• [YOUR TASK]: Write out this listing again with "Target" swapped for "Object" everywhere and every other line unchanged, and leave out the pictures.

• [INFORMATION PROVIDED]:
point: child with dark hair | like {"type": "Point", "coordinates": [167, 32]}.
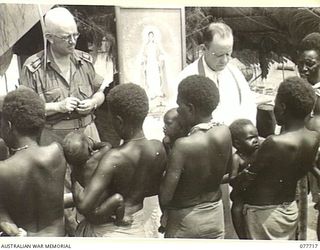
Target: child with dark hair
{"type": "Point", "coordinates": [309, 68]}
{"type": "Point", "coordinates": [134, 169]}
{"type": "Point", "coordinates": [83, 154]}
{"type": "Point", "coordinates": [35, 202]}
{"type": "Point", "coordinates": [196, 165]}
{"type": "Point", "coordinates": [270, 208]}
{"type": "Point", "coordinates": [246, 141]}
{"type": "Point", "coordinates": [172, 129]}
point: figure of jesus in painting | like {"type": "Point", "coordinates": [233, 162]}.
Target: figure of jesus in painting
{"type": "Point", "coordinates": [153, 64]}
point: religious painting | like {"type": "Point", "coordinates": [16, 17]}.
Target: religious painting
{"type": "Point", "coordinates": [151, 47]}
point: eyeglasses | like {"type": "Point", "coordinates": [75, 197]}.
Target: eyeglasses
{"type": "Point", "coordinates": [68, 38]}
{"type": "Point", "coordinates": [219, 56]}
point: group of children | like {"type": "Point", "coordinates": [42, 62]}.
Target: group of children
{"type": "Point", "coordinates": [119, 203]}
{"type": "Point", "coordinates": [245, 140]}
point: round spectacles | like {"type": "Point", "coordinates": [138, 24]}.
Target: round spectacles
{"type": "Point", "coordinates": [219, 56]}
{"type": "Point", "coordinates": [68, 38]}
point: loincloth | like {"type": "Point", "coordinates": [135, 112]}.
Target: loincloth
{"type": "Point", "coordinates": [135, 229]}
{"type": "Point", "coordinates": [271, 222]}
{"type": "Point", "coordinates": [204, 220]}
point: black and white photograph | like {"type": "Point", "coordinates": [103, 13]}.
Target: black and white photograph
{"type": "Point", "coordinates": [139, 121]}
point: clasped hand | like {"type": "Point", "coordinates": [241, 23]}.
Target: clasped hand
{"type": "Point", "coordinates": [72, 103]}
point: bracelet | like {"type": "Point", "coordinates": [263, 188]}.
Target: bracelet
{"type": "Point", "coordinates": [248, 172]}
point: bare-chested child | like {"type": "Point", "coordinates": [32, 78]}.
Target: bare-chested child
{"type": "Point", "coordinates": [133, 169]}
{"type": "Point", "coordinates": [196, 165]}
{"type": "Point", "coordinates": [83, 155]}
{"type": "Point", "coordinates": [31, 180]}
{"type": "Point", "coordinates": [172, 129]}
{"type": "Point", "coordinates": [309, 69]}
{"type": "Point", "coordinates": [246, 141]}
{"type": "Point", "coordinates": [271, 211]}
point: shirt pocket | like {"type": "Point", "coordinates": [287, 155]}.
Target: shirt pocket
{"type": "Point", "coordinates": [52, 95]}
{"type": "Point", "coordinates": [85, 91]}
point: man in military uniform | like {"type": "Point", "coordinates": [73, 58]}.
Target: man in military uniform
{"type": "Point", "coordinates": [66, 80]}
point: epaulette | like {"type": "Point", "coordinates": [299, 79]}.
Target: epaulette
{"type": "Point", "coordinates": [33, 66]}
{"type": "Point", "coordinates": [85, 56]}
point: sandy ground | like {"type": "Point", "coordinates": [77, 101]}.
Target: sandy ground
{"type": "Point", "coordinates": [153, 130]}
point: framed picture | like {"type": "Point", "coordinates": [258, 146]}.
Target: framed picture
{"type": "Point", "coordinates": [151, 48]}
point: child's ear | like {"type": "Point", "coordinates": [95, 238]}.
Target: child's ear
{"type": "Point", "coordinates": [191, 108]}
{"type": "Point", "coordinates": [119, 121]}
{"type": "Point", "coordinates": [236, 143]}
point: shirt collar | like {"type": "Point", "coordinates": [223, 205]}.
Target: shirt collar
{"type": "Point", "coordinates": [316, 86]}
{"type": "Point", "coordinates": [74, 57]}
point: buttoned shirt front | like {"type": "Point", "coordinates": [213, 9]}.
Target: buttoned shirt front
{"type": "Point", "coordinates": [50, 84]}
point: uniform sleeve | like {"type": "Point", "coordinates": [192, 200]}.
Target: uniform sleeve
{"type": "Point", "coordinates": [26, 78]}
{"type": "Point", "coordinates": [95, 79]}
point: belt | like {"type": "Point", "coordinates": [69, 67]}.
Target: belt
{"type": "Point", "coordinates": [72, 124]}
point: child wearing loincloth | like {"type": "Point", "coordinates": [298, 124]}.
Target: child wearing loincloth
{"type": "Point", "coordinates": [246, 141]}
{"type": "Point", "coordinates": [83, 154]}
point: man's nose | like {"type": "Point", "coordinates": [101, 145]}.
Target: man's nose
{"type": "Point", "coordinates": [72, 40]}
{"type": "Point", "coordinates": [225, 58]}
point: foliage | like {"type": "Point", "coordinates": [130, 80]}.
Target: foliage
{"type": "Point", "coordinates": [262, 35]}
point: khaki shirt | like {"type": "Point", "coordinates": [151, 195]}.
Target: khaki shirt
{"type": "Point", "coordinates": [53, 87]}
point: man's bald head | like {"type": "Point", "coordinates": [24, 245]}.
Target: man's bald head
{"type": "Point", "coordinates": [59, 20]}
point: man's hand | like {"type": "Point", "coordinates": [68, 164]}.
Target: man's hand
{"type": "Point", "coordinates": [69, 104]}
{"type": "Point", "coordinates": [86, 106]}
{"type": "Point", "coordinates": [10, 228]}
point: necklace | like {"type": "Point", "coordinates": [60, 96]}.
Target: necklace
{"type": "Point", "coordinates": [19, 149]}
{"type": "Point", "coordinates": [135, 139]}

• [CORRECT RESULT]:
point: child with dark hair | like {"type": "Point", "coordinates": [167, 32]}.
Object: child with dark hair
{"type": "Point", "coordinates": [309, 68]}
{"type": "Point", "coordinates": [134, 169]}
{"type": "Point", "coordinates": [83, 154]}
{"type": "Point", "coordinates": [35, 202]}
{"type": "Point", "coordinates": [196, 165]}
{"type": "Point", "coordinates": [270, 208]}
{"type": "Point", "coordinates": [246, 141]}
{"type": "Point", "coordinates": [172, 129]}
point: figure of jesus in painting | like {"type": "Point", "coordinates": [233, 162]}.
Object: figure of jesus in painting
{"type": "Point", "coordinates": [153, 64]}
point: religious painting | like {"type": "Point", "coordinates": [16, 17]}.
Object: religious painting
{"type": "Point", "coordinates": [151, 47]}
point: eyeglasses | like {"type": "Point", "coordinates": [75, 197]}.
Object: eyeglasses
{"type": "Point", "coordinates": [68, 38]}
{"type": "Point", "coordinates": [219, 56]}
point: group of children | like {"type": "Point", "coordinates": [42, 62]}.
Object: group of children
{"type": "Point", "coordinates": [119, 203]}
{"type": "Point", "coordinates": [245, 140]}
point: round spectacles | like {"type": "Point", "coordinates": [138, 24]}.
Object: round spectacles
{"type": "Point", "coordinates": [219, 56]}
{"type": "Point", "coordinates": [68, 38]}
point: loincloth | like {"type": "Point", "coordinates": [135, 112]}.
Object: loincloth
{"type": "Point", "coordinates": [135, 229]}
{"type": "Point", "coordinates": [271, 222]}
{"type": "Point", "coordinates": [204, 220]}
point: black and white photograph | like {"type": "Point", "coordinates": [103, 13]}.
Object: black and white photograph
{"type": "Point", "coordinates": [139, 121]}
point: clasped hand | like {"type": "Point", "coordinates": [241, 23]}.
Object: clasped hand
{"type": "Point", "coordinates": [72, 103]}
point: bracelet | like {"type": "Point", "coordinates": [263, 188]}.
Object: bracelet
{"type": "Point", "coordinates": [248, 172]}
point: bare-chested child | like {"type": "Point", "coordinates": [32, 78]}.
Object: bare-chested child
{"type": "Point", "coordinates": [133, 169]}
{"type": "Point", "coordinates": [196, 165]}
{"type": "Point", "coordinates": [83, 155]}
{"type": "Point", "coordinates": [31, 180]}
{"type": "Point", "coordinates": [172, 129]}
{"type": "Point", "coordinates": [309, 69]}
{"type": "Point", "coordinates": [246, 141]}
{"type": "Point", "coordinates": [271, 211]}
point: shirt pocket | like {"type": "Point", "coordinates": [287, 155]}.
Object: shirt pocket
{"type": "Point", "coordinates": [52, 95]}
{"type": "Point", "coordinates": [85, 91]}
point: man in military uniform | like {"type": "Point", "coordinates": [73, 58]}.
Object: man in military uniform
{"type": "Point", "coordinates": [66, 80]}
point: epaulette | like {"type": "Point", "coordinates": [299, 79]}.
Object: epaulette
{"type": "Point", "coordinates": [33, 66]}
{"type": "Point", "coordinates": [85, 56]}
point: sandy ground | like {"type": "Point", "coordinates": [77, 101]}.
Object: sandy ground
{"type": "Point", "coordinates": [153, 130]}
point: framed picture | like {"type": "Point", "coordinates": [258, 146]}.
Object: framed picture
{"type": "Point", "coordinates": [151, 48]}
point: child's ear | like {"type": "Point", "coordinates": [95, 238]}.
Object: child's ear
{"type": "Point", "coordinates": [191, 108]}
{"type": "Point", "coordinates": [119, 121]}
{"type": "Point", "coordinates": [236, 143]}
point: shirt collar | like {"type": "Point", "coordinates": [223, 205]}.
Object: shirt collar
{"type": "Point", "coordinates": [316, 86]}
{"type": "Point", "coordinates": [74, 57]}
point: buttoned shirt front | like {"type": "Point", "coordinates": [213, 9]}.
Object: buttoned shirt front
{"type": "Point", "coordinates": [50, 84]}
point: uniform sleeve | like {"type": "Point", "coordinates": [192, 200]}.
Object: uniform sleeve
{"type": "Point", "coordinates": [26, 78]}
{"type": "Point", "coordinates": [95, 79]}
point: belt | like {"type": "Point", "coordinates": [69, 67]}.
Object: belt
{"type": "Point", "coordinates": [72, 124]}
point: child wearing loincloth | like {"type": "Point", "coordinates": [298, 124]}.
Object: child wearing loincloth
{"type": "Point", "coordinates": [246, 141]}
{"type": "Point", "coordinates": [83, 154]}
point: man's nose | like {"type": "Point", "coordinates": [101, 145]}.
Object: man's nose
{"type": "Point", "coordinates": [72, 40]}
{"type": "Point", "coordinates": [225, 58]}
point: foliage | like {"type": "Point", "coordinates": [130, 80]}.
Object: foliage
{"type": "Point", "coordinates": [262, 35]}
point: khaki shirt | like {"type": "Point", "coordinates": [151, 195]}.
Object: khaki shirt
{"type": "Point", "coordinates": [53, 87]}
point: man's bald head | like {"type": "Point", "coordinates": [24, 245]}.
Object: man's bald head
{"type": "Point", "coordinates": [59, 20]}
point: man's hand | like {"type": "Point", "coordinates": [68, 164]}.
Object: man's hand
{"type": "Point", "coordinates": [69, 104]}
{"type": "Point", "coordinates": [86, 106]}
{"type": "Point", "coordinates": [10, 228]}
point: necklace | like {"type": "Point", "coordinates": [60, 96]}.
Object: necklace
{"type": "Point", "coordinates": [19, 149]}
{"type": "Point", "coordinates": [135, 139]}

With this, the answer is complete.